**What the task asks:**
Reproduce the lines verbatim, beginning with the line that contains "the yellow building" and ending with the line that contains "(1277, 752)", both included.

#####

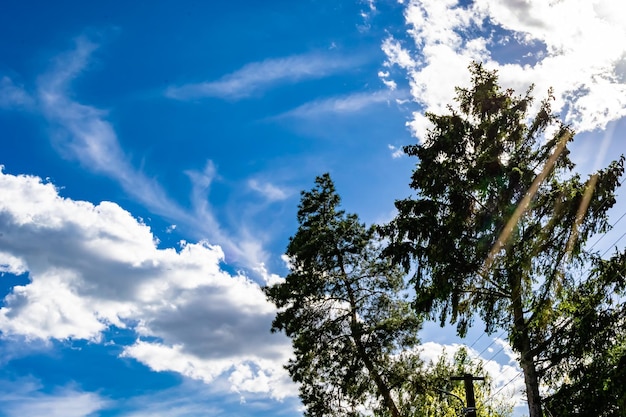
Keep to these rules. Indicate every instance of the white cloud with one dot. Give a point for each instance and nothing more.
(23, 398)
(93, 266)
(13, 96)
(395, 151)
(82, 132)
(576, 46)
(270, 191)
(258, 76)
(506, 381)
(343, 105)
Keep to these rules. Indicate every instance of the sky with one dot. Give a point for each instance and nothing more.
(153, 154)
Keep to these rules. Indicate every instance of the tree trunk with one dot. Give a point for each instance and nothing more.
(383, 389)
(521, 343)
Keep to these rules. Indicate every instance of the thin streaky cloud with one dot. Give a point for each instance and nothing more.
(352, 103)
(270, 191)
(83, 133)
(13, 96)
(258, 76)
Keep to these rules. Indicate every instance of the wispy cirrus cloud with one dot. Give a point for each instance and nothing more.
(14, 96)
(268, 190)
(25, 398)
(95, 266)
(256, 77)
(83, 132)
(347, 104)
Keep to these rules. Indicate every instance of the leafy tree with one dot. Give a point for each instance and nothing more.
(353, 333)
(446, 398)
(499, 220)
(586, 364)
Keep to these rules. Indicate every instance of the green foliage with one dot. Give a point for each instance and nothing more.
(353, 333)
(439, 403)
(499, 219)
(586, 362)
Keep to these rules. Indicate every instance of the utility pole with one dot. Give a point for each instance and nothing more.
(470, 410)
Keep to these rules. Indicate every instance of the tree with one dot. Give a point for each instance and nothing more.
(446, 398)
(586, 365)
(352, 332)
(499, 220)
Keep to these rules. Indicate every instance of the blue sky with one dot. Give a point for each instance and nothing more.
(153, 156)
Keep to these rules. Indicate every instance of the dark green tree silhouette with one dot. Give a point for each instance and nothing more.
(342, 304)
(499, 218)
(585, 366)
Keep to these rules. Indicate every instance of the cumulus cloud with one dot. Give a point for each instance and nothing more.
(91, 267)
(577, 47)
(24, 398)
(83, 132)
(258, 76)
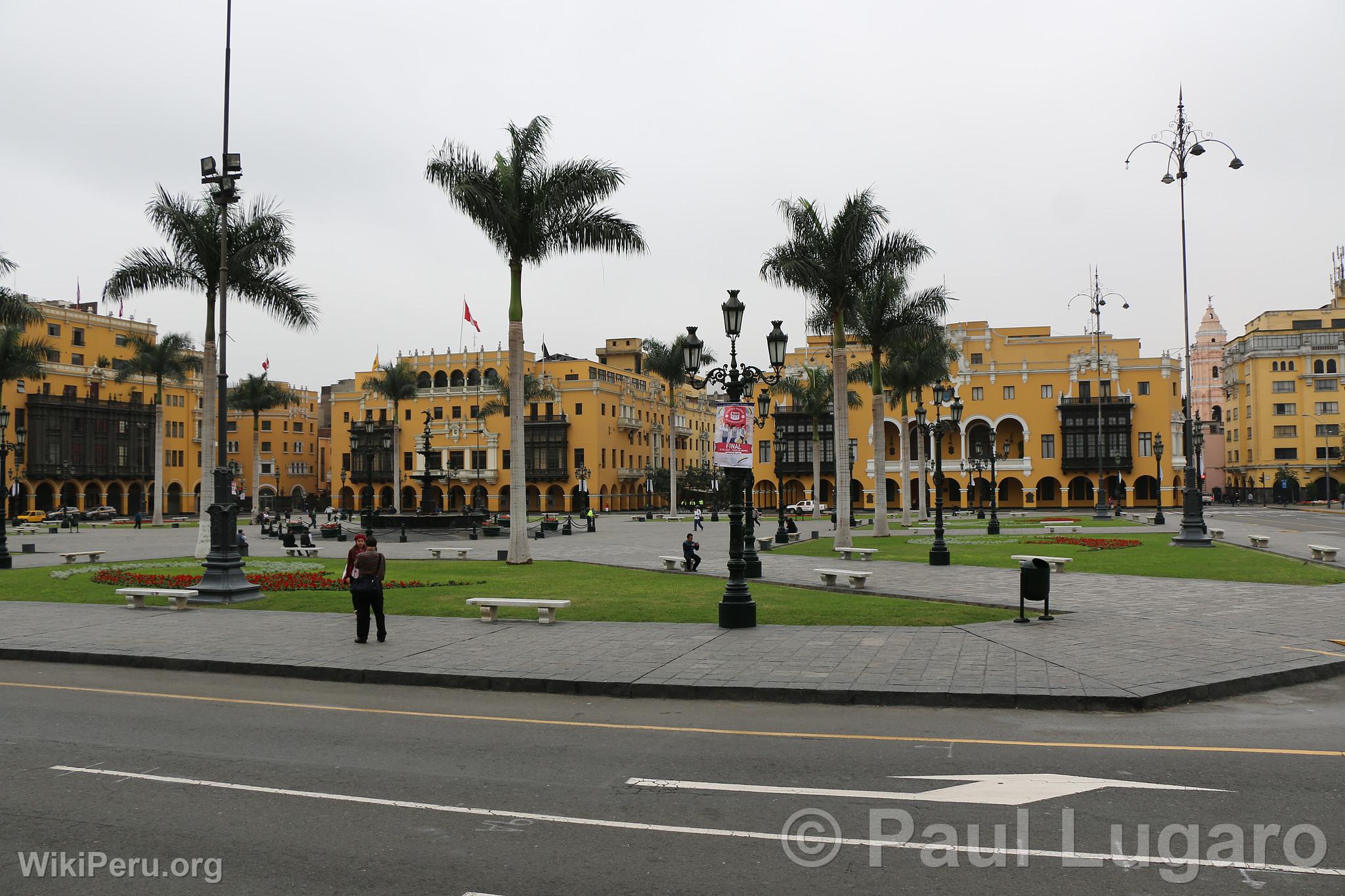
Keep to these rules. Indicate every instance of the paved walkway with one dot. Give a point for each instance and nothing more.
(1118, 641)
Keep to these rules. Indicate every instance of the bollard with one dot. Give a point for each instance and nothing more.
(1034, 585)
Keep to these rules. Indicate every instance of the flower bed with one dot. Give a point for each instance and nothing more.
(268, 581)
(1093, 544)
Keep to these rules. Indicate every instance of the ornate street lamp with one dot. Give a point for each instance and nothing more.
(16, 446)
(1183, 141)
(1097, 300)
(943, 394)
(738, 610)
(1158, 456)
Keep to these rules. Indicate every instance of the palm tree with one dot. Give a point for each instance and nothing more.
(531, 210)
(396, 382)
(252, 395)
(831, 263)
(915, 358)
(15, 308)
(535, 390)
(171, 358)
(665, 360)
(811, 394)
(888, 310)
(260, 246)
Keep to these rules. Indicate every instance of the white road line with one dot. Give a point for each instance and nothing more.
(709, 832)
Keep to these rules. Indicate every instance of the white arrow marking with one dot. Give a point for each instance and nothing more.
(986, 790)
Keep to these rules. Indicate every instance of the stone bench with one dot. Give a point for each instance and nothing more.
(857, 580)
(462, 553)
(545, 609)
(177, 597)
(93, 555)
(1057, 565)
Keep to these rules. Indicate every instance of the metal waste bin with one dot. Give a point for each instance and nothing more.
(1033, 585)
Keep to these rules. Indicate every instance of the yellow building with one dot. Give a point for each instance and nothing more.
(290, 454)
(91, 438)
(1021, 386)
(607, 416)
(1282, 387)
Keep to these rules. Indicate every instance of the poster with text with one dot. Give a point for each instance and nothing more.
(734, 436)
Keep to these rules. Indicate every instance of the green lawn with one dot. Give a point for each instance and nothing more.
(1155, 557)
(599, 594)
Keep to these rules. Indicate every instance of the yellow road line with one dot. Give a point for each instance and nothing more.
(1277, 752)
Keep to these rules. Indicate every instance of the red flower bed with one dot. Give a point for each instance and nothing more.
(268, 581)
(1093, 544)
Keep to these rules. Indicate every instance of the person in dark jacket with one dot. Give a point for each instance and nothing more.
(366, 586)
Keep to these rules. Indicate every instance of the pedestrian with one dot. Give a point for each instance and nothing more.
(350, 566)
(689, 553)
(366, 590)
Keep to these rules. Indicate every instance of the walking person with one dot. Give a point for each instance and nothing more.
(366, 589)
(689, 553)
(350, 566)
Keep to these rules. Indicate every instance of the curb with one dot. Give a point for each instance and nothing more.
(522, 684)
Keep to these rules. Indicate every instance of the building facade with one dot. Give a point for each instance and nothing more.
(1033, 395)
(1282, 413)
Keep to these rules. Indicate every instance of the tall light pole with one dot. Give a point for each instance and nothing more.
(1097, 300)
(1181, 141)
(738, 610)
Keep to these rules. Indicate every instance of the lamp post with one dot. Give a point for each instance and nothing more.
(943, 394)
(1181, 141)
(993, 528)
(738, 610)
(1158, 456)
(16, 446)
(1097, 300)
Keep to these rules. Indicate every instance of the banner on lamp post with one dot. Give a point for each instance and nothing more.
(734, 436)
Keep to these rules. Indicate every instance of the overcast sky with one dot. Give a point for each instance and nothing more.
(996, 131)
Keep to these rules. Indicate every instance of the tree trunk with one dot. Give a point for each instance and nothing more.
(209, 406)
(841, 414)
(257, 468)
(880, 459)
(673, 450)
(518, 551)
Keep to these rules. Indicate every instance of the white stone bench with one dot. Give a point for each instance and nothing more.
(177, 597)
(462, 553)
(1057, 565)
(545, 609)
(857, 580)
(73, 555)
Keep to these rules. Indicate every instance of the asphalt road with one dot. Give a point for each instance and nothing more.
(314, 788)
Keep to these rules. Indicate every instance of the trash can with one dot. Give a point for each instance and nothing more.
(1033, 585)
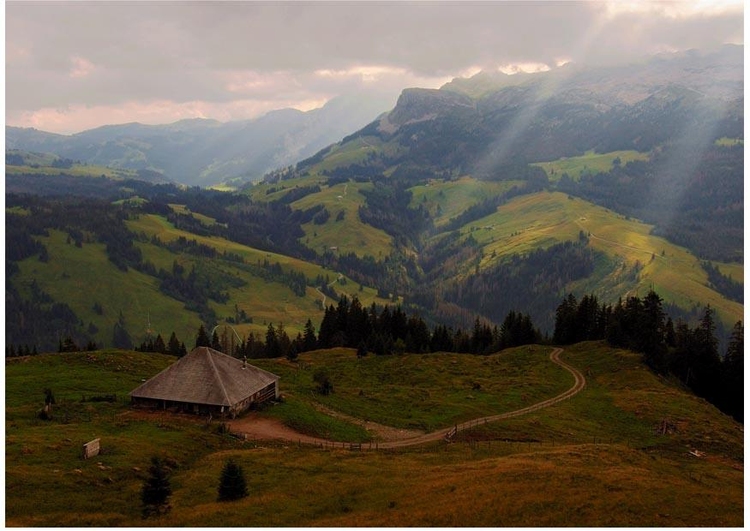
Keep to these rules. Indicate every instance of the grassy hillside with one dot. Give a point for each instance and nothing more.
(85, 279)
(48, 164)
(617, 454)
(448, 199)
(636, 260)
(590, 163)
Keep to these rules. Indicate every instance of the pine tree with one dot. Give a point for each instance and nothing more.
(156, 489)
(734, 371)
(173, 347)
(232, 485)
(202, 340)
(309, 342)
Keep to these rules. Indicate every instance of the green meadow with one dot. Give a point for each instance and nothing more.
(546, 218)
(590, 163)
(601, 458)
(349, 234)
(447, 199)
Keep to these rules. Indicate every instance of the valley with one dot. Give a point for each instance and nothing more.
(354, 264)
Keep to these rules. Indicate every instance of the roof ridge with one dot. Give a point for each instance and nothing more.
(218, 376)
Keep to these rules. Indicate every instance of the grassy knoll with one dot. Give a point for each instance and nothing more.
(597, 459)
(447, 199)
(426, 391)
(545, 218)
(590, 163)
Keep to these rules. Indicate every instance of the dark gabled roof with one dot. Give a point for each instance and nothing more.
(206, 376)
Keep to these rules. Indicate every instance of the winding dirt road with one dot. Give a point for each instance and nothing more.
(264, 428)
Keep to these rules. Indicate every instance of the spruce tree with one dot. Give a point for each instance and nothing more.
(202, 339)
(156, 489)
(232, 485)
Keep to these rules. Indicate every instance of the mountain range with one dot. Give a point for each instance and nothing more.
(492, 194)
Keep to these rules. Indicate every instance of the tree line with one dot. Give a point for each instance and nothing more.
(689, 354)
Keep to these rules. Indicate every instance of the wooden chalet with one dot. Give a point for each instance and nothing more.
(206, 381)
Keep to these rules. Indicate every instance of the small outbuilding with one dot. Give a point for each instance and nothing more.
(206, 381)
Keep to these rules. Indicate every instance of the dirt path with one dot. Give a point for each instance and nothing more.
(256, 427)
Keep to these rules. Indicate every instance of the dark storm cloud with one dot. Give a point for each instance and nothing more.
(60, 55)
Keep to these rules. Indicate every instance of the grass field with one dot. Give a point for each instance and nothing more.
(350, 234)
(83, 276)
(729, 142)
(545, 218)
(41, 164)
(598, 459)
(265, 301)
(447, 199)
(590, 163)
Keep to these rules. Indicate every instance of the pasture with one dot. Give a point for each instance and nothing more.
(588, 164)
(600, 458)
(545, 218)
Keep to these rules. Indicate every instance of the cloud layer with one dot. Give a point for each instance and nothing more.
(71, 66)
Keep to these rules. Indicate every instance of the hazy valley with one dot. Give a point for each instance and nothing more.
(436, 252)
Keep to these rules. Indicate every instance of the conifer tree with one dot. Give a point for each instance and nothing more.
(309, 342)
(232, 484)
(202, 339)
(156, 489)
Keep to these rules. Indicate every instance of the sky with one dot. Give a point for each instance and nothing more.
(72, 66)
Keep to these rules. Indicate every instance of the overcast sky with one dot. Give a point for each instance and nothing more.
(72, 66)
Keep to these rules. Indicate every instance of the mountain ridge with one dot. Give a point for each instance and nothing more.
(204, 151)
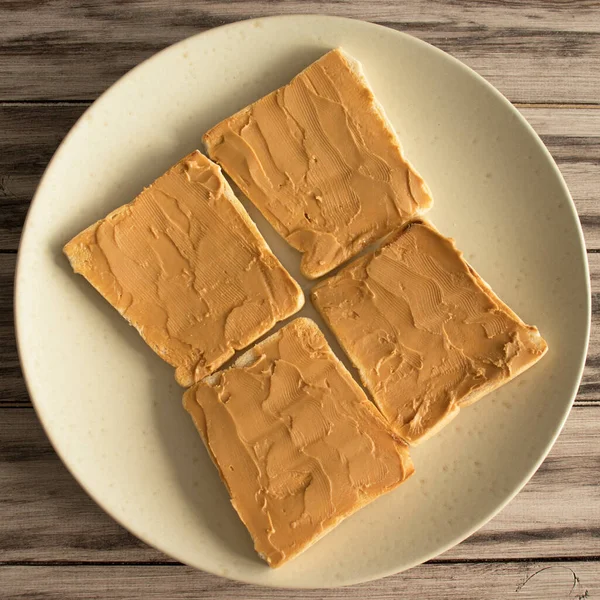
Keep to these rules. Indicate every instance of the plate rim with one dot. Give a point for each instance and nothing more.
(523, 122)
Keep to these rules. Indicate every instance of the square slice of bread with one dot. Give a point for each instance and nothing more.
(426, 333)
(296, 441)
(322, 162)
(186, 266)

#####

**Response for this exercise:**
Keep to these rules. Indicate every instance of the yellow building with one dot. Give a point for each instance and nothing more.
(290, 454)
(91, 438)
(1021, 386)
(607, 416)
(1282, 387)
Keep to these rules. Indicate every instance of the poster with text with one dot. Give a point for each instance and nothing more.
(734, 436)
Keep to these rules. Indicate every instance of the green lawn with one dot. Give a point for each instance and nothing more.
(1155, 557)
(599, 594)
Keep to these rules. Indicate every instance of the yellow road line with one dot. Give a point for each instance and nothing more.
(1277, 752)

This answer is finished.